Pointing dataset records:
= = = = =
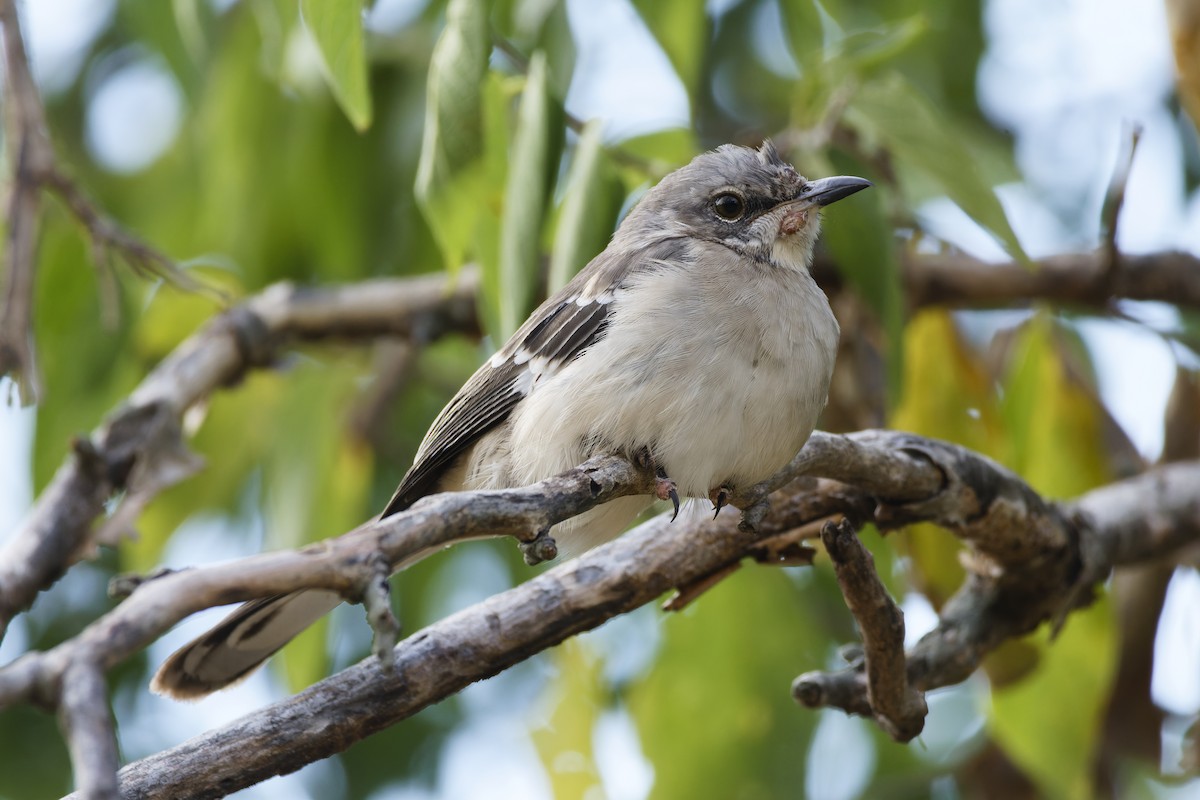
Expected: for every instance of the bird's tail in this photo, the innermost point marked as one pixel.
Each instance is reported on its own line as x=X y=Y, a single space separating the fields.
x=247 y=637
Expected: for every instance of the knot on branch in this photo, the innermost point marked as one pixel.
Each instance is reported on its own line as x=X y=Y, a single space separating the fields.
x=252 y=337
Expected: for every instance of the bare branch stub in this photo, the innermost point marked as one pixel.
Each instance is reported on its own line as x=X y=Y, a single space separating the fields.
x=88 y=728
x=577 y=595
x=898 y=708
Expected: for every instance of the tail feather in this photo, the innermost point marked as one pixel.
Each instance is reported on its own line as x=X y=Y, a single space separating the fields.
x=239 y=645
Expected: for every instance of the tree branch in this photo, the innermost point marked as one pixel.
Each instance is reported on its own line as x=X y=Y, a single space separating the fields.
x=30 y=155
x=895 y=705
x=1084 y=280
x=1031 y=560
x=637 y=567
x=139 y=450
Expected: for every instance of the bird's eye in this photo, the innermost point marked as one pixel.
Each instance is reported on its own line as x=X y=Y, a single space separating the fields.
x=729 y=206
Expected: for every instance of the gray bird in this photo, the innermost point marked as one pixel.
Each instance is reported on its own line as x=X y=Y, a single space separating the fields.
x=697 y=337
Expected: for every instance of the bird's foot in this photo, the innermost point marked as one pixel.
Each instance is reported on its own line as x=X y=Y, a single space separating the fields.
x=720 y=498
x=666 y=489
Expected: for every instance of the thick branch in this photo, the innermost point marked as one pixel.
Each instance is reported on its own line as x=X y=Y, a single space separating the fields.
x=139 y=450
x=898 y=708
x=1129 y=522
x=503 y=630
x=88 y=728
x=30 y=154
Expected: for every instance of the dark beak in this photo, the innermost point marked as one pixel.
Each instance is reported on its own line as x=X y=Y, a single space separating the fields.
x=831 y=190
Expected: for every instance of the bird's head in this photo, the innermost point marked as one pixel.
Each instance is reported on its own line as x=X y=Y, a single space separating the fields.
x=749 y=200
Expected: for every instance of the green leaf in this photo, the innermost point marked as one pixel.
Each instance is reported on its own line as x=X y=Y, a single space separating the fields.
x=573 y=703
x=337 y=28
x=1075 y=672
x=948 y=395
x=903 y=121
x=533 y=157
x=682 y=30
x=737 y=647
x=449 y=179
x=1056 y=443
x=859 y=236
x=589 y=210
x=804 y=28
x=1055 y=421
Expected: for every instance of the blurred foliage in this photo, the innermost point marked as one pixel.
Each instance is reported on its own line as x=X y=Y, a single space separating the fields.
x=315 y=149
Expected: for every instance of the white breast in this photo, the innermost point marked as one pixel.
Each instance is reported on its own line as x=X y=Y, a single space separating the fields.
x=720 y=372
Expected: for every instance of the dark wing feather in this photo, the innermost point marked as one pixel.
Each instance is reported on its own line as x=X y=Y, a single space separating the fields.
x=557 y=332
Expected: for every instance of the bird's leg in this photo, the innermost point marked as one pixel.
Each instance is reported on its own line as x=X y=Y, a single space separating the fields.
x=720 y=498
x=664 y=487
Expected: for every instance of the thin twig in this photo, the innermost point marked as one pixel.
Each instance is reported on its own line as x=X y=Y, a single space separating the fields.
x=623 y=575
x=898 y=708
x=1110 y=215
x=88 y=728
x=30 y=154
x=139 y=450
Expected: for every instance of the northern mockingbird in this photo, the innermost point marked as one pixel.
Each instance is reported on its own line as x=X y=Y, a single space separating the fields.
x=697 y=337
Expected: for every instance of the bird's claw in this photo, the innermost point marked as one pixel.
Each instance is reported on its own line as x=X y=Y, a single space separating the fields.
x=666 y=489
x=720 y=498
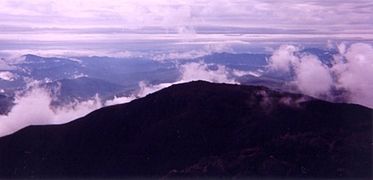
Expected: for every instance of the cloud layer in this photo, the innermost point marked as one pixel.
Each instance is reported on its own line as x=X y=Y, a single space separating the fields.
x=119 y=25
x=351 y=72
x=33 y=107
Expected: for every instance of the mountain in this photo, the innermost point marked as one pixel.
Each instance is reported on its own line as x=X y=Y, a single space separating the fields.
x=83 y=88
x=200 y=129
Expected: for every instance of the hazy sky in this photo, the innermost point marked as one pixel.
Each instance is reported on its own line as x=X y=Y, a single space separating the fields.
x=129 y=25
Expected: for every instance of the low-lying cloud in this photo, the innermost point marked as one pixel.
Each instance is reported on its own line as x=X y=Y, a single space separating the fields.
x=351 y=72
x=33 y=107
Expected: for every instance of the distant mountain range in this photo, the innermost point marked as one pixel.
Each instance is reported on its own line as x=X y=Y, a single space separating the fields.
x=106 y=76
x=200 y=129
= = = = =
# Task instructions
Copy out every line of the records above word for word, leaving out the pictures.

# Finished task
Expected: for every instance of the bird's tail in this photo, the innermost point marked as one pixel.
Each instance is reported on its own line as x=X y=Y, a single space separating the fields.
x=247 y=637
Expected: for every instance of the knot on branch in this photo, the innermost point marked as one pixel.
Each instance is reported on its own line as x=X y=Y, a single space separating the fields.
x=252 y=337
Expected: for every instance of the bare branch stub in this photo, the innermost point marked as one pixel.
Each instance is reported on its own line as x=X y=Y, a single space separating the fields.
x=88 y=728
x=577 y=595
x=898 y=708
Expected: for every instance of the tail feather in this photo, the innermost point marked as one pixel.
Each instance is reported on its own line as x=X y=Y, a single space separating the fields.
x=239 y=645
Expected: for every instance of the tree branch in this photo, the innermost point marked as one pixel.
Each instance is reported on its own line as x=X y=Y, a single space separating the fields.
x=30 y=155
x=895 y=705
x=1084 y=280
x=1031 y=560
x=637 y=567
x=139 y=450
Expected: for every instance of the bird's eye in this photo, the innermost point marked as one pixel.
Each instance is reported on its own line as x=X y=Y, a single space separating the fields.
x=729 y=206
Expected: for every instance of the gray bird in this photo, the innermost point marked as one pixel.
Each instance is reported on its own line as x=X y=Y, a single space separating the fields.
x=697 y=337
Expected: for every instance of the bird's foot in this photo, the innermost point marked as one pixel.
Each instance is reported on its own line as x=X y=Y, a single space separating the fields.
x=720 y=498
x=666 y=489
Expected: for every instance of the thick branch in this photo, the innermost point marked as one pixel.
Each instance is reported on its own line as x=X y=Y, a single space separating the fields.
x=139 y=450
x=898 y=708
x=1129 y=522
x=503 y=630
x=88 y=728
x=30 y=154
Expected: for every instance of the dark beak in this photo, the innermost point marked as one pixel.
Each instance is reported on its own line as x=X y=Y, a single space separating the fields.
x=831 y=190
Expected: for every instance of the bird's head in this photo, the innermost point marked as one pixel.
Each instance is reported on its own line as x=X y=Y, a single space separating the fields.
x=749 y=200
Expected: for every instance of the green leaf in this photo, the innermost point marked as one pixel.
Each instance is reported on its own line as x=X y=Y, a single space separating the fields.
x=573 y=703
x=337 y=28
x=1075 y=672
x=948 y=395
x=903 y=121
x=533 y=157
x=682 y=30
x=737 y=647
x=449 y=179
x=1056 y=443
x=859 y=236
x=589 y=210
x=804 y=28
x=1055 y=421
Expected: for every instance of the blurred foliage in this photo, the innermost point marked as one pixel.
Each instance is reported on its own line as x=X y=Y, a single space separating the fields.
x=315 y=149
Expected: for every instance of the white breast in this photo, the innermost point marked as one pixel.
Each instance is reported on its own line as x=X y=Y, a single space separating the fields.
x=720 y=372
Expected: for every instance of the dark wing feather in this photo, the innermost point marked as one pixel.
Each instance is reported on its own line as x=X y=Y, a single space separating the fields.
x=557 y=332
Expected: for every instance of the bird's leg in this photo, the innermost point marked as one pixel.
Each instance is reported on its own line as x=X y=Y, a single space separating the fields.
x=720 y=498
x=664 y=487
Expected: for every instance of the thin twig in this photo, the innermost point marked as one pixel.
Each instance is reported on its own line as x=X y=Y, a single space separating the fields.
x=623 y=575
x=898 y=708
x=1110 y=215
x=88 y=728
x=30 y=154
x=139 y=450
Expected: for every instance of the northern mockingbird in this photo, the innermost point marked as one pixel.
Each instance is reported on its own line as x=X y=Y, a single space separating the fields.
x=697 y=337
Expected: for every instance of the bird's claw in this photo, the innermost point marked as one pixel.
Each instance is reported on its own line as x=X y=Y, a single space separating the fields.
x=666 y=489
x=720 y=498
Expected: for every instance of the cloud layer in this photo, the innermost point marked as one pixel.
Each instance is reported on its own line as x=X y=Y, a single space separating the fields.
x=119 y=25
x=351 y=72
x=33 y=107
Expected: for every instance of the mountain in this photo, the innermost point marked as one pixel.
Each instance is reported on its own line as x=X y=Y, a single space separating the fields.
x=83 y=88
x=200 y=129
Expected: for every instance of the hazy sky in this photo, the innermost point marked as one pixel.
Each instance is reported on its own line as x=X y=Y, a single space separating the fields.
x=129 y=25
Expected: for every instance of the low-lying cloud in this photo, the innermost point marked as one pixel.
Each instance is reported on its own line as x=X y=Y, a single space separating the fields.
x=351 y=72
x=33 y=107
Expected: for every instance of the distant mountain range in this photo, the innermost point marked as one pixel.
Each instance is reported on its own line as x=X y=Y, a single space separating the fields.
x=106 y=76
x=200 y=129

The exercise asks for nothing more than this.